------ Records shown

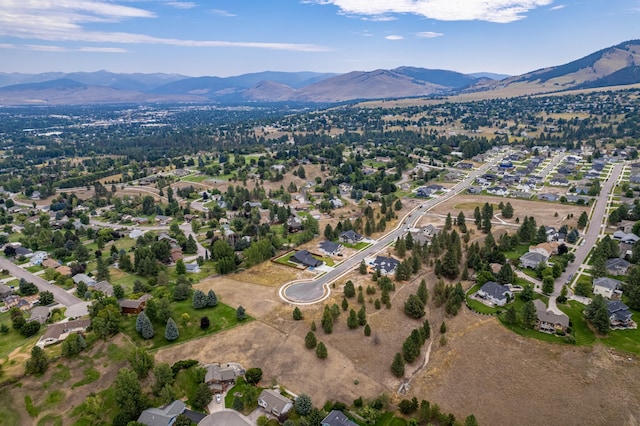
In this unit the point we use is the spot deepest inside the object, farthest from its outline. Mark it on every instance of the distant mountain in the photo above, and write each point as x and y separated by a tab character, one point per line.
617	65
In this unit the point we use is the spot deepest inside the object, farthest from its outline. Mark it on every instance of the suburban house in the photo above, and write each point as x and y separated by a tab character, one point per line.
495	293
40	314
166	416
623	237
128	306
303	257
549	321
337	418
386	265
84	278
330	248
350	237
104	287
532	259
274	403
619	315
617	266
58	332
607	287
220	377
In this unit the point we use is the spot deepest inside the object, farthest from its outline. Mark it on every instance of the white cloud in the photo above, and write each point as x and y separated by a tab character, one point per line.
103	49
221	12
500	11
182	4
428	34
63	21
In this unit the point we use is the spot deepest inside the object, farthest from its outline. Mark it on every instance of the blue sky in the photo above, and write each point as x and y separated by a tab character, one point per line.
231	37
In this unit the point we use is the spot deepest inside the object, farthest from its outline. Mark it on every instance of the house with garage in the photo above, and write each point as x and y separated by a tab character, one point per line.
274	403
59	331
617	266
495	293
330	248
532	260
619	315
337	418
386	265
607	287
220	377
303	257
548	321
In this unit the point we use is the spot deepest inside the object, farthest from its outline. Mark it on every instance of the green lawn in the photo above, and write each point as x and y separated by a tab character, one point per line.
221	317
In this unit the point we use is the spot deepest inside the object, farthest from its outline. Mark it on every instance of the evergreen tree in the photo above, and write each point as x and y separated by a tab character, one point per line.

------------

» Description of the task
Transcribe every line in the entries above, taking out only the images.

» Solved problem
In this unit the point we use is the spot deepest inside the object, farthest from its outline. Mark it on every instance of the distant mountain in the photo above, and write each point as x and y separated by a tab character, one point per line.
617	65
In this unit the point we use is the spot deepest inside the object, farthest from its outline. Mark it on every instance of the suburban house in the photo above, and write each point as x and y separated by a tab character, one point per line.
495	293
40	314
166	416
623	237
128	306
303	257
549	321
337	418
386	265
84	278
330	248
350	237
104	287
532	259
274	403
619	315
617	266
58	332
607	287
220	377
In this unit the point we use is the spot deepest inside the object, farthest from its outline. Mark it on every instance of the white cloud in the photo above, and write each point as x and y separated by a tab character, one point per line.
103	49
221	12
500	11
182	4
428	34
63	21
In this unit the point we use is the spot deepest inside the object, farthest from its outline. Mark it on every instance of the blue sky in the photo above, and write each point as x and y separated by a tab character, one point per line.
231	37
In this unit the point we use is the spot deepest inside the object, farthest from its outline. Mark it on every instance of the house with garage in the photo above, and write each point as x and y separated by a tab character, one point per line.
274	403
59	331
617	266
495	293
330	248
532	260
619	315
337	418
386	265
607	287
220	377
303	257
548	321
In this unit the point we use is the spot deepest inside the object, farthest from its outline. Mark it on every instance of the green lawn in the photo above, and write each point as x and y separated by a tab character, one point per line.
221	317
In this unit the point we use is the spot deepest inside the object, farthest from its outline. Mark it on every instance of the evergreen tree in the photo above, and write each point as x and y separated by a tab character, one point per line.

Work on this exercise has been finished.